• [Work instructions] Render the data below as a Markdown table with the columns "No." and "Text", giving one numbered row per line and skipping blank lines. Leave the pictures out.

╭─ Data provided

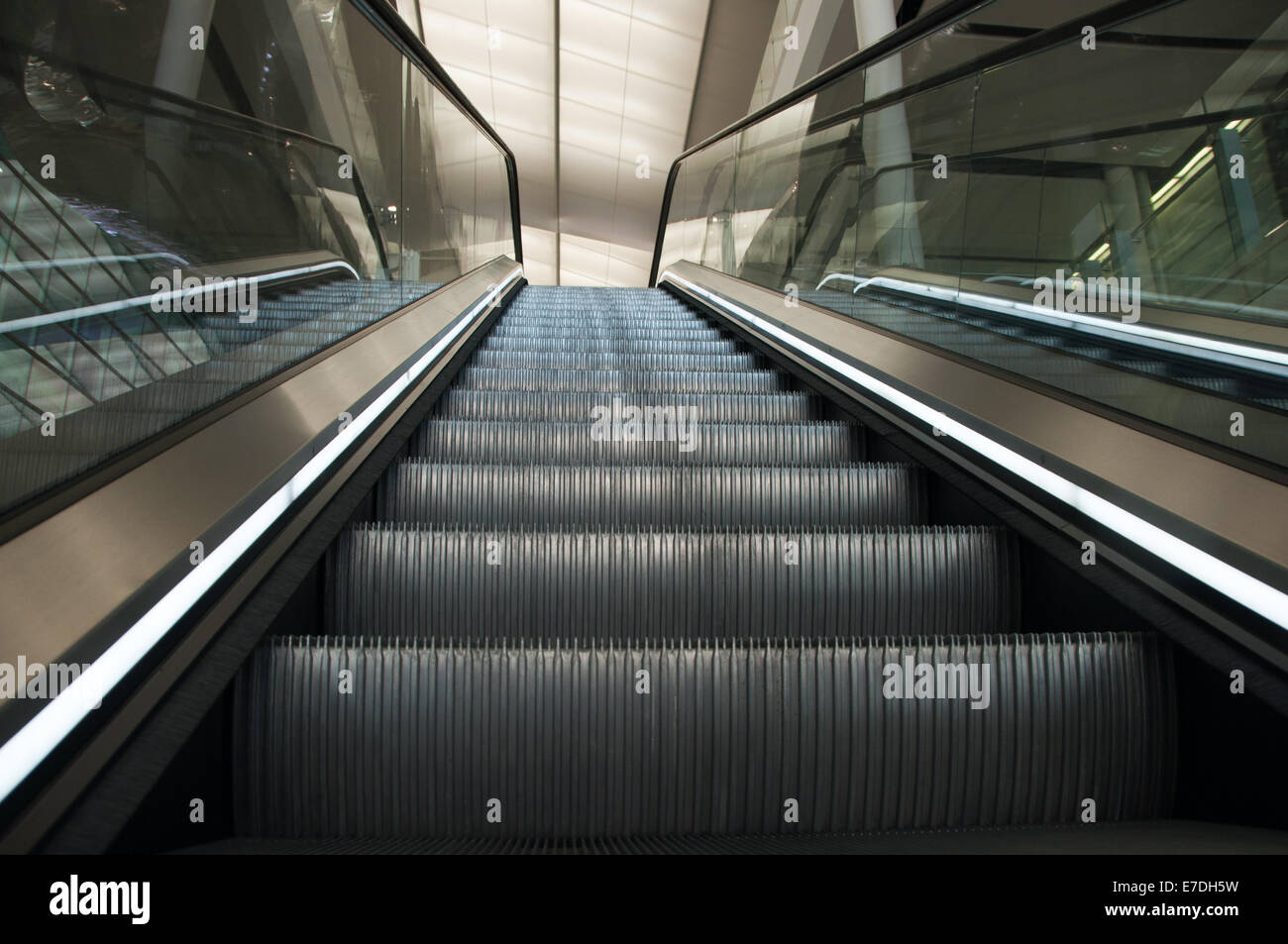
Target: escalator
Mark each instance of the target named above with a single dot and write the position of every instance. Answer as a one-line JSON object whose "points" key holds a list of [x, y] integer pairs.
{"points": [[542, 635], [423, 558]]}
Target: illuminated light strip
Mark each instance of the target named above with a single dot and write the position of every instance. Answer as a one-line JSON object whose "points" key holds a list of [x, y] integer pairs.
{"points": [[44, 732], [175, 294], [72, 262], [1241, 587], [1261, 360]]}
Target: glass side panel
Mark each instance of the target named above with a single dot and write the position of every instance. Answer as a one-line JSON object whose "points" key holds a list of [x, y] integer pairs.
{"points": [[194, 196], [1103, 215]]}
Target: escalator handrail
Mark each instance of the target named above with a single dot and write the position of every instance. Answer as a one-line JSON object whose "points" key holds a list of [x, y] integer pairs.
{"points": [[893, 42], [397, 29]]}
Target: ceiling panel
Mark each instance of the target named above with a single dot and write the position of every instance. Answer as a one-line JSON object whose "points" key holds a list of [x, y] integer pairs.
{"points": [[626, 69]]}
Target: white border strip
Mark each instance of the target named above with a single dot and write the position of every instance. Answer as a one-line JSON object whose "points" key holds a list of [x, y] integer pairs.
{"points": [[54, 721], [1262, 360], [1231, 581], [175, 294]]}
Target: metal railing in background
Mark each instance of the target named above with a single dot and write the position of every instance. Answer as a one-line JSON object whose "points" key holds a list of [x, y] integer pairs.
{"points": [[1094, 206]]}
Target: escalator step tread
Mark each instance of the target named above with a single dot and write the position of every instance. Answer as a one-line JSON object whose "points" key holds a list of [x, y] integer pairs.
{"points": [[690, 443], [571, 406], [655, 496], [614, 582]]}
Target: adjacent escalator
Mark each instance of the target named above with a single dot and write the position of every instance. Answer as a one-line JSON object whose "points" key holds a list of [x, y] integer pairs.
{"points": [[631, 584]]}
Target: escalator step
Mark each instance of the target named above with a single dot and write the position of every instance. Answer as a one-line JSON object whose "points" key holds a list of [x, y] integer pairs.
{"points": [[655, 496], [562, 741], [647, 346], [690, 443], [567, 406], [572, 334], [549, 360], [390, 579]]}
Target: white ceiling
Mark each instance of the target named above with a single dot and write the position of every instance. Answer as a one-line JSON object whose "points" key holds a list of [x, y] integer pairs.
{"points": [[626, 76]]}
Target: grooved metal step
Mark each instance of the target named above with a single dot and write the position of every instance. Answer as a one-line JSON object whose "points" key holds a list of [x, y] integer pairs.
{"points": [[688, 443], [728, 738], [612, 583], [619, 380], [653, 496], [572, 406]]}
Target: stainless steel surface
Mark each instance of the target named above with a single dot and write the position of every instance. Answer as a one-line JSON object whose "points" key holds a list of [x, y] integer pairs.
{"points": [[117, 539], [1232, 504]]}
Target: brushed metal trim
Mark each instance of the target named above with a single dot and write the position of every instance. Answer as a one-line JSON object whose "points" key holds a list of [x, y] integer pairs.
{"points": [[1233, 505], [128, 544]]}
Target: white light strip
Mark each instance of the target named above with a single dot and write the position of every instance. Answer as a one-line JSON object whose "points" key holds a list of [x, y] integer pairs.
{"points": [[44, 732], [73, 262], [176, 294], [1144, 335], [1239, 586]]}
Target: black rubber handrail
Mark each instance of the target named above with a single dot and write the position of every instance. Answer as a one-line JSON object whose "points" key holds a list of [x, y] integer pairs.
{"points": [[898, 39], [893, 42]]}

╰─

• [Solution for this task]
| No. | Text |
|---|---|
| 1 | Target: escalator |
| 2 | Mark each instance of the target named above with a single dot and write the position of every instance. Answer as a one-line JSON object whose "points" key holds a list of [x, y] integer pairs. |
| 3 | {"points": [[542, 635], [423, 558]]} |
| 4 | Target: illuminated light strip |
| 5 | Mark each instance of the target named above with a single dot and write the position of every instance. Answer as a one-line JSON object whose "points" key holds a list of [x, y] integer pairs. |
| 6 | {"points": [[44, 732], [175, 294], [72, 262], [1241, 587], [1261, 360]]} |
| 7 | Target: glass side panel |
| 8 | Mark each instance of the target named above with a single dot and write the position of every instance. Answer as a one-line JSON object whose "points" key holds a list of [x, y] integer pairs. |
| 9 | {"points": [[194, 196], [1103, 215]]} |
| 10 | Target: escalator handrail |
| 11 | Mark each instance of the target named above with a single dot and write the position of every instance. Answer as a one-line JSON object whose "points" key holds a list of [x, y] integer pairs. |
| 12 | {"points": [[893, 42], [397, 29]]} |
| 13 | Target: ceiling panel |
| 14 | Mark each instance of the target named above with a single dot and write the position of every instance. Answer as a one-line JSON object whose "points" key holds a list of [x, y] integer pairs. |
| 15 | {"points": [[626, 69]]} |
| 16 | Target: white border strip |
| 17 | Mark each instance of the target named above with a single dot and write the position of every instance. Answer as a one-line JSON object whose "points" key holds a list of [x, y] integer pairs. |
| 18 | {"points": [[54, 721], [1262, 360], [1231, 581], [175, 294]]} |
| 19 | Target: metal railing in background |
| 20 | Mark each instance of the target named above with a single dot and write the position of every instance. Answer as a one-line JSON object whose "points" key holds a list of [x, y] integer pairs. |
| 21 | {"points": [[1094, 206]]} |
| 22 | Target: escalator step tread |
| 23 | Mark each instance of the target named above with a single dot and write the position of every instance. Answer as a one-line JSON object whose "points" key holds a list of [x, y] integer pairs. |
| 24 | {"points": [[690, 443], [571, 406], [655, 496], [614, 582]]} |
| 25 | Target: adjacent escalator |
| 26 | Mark each instance of the target named above with a single dot and write the position of every instance. Answer as a one-line JSON object whose "points" key holds a list of [x, y] integer pairs. |
| 27 | {"points": [[631, 584]]} |
| 28 | Target: escalator step |
| 29 | Mark each instance of the target named above with a single dot and write the position of every instance. Answer as a one-line JSON object whose "points" key holds a list of [x, y] integer pairs. |
| 30 | {"points": [[655, 496], [562, 741], [647, 346], [690, 443], [567, 406], [572, 334], [549, 360], [390, 579]]} |
| 31 | Target: white ceiling |
| 32 | Mark each instance of the target named above with a single dot and write the position of every instance. Answer as a one-line JSON object whose "points" key holds a list of [x, y] integer pairs. |
| 33 | {"points": [[626, 76]]} |
| 34 | Target: grooved metal step |
| 35 | Mark each instance of the target named above with a single dot and write the position of every instance. Answer as a one-line JSON object whose "points" key holds a list of [x, y] integer pairs. |
| 36 | {"points": [[688, 443], [728, 738], [612, 583], [619, 380], [653, 496], [572, 406]]} |
| 37 | Target: stainless steel surface |
| 38 | Mark each instance of the target named above with a single dot and write the position of every instance. Answer as a one-line JSON object whose "points" key holds a list of [x, y] integer pairs. |
| 39 | {"points": [[117, 539], [1232, 504]]} |
| 40 | Target: brushed metal trim |
| 41 | Mark each instance of the target named above with a single dot and write the position of every instance. Answer as a one-line JSON object whose "points" key holds a list of [x, y] integer pairs. |
| 42 | {"points": [[1233, 505], [128, 544]]} |
| 43 | Target: white light strip |
| 44 | Mark each instance of the target named above with a single dot and write the position of every instance. Answer as a one-line JSON object whose "points" key holds a list of [x, y] integer pairs. |
| 45 | {"points": [[44, 732], [73, 262], [176, 294], [1144, 335], [1239, 586]]} |
| 46 | Target: black rubber handrail |
| 47 | Mark each instance of the target named above with a single dot and write the position of every instance. Answer as a one-line JSON object whose "points" key holds a list of [x, y] integer pairs. |
| 48 | {"points": [[898, 39], [893, 42]]} |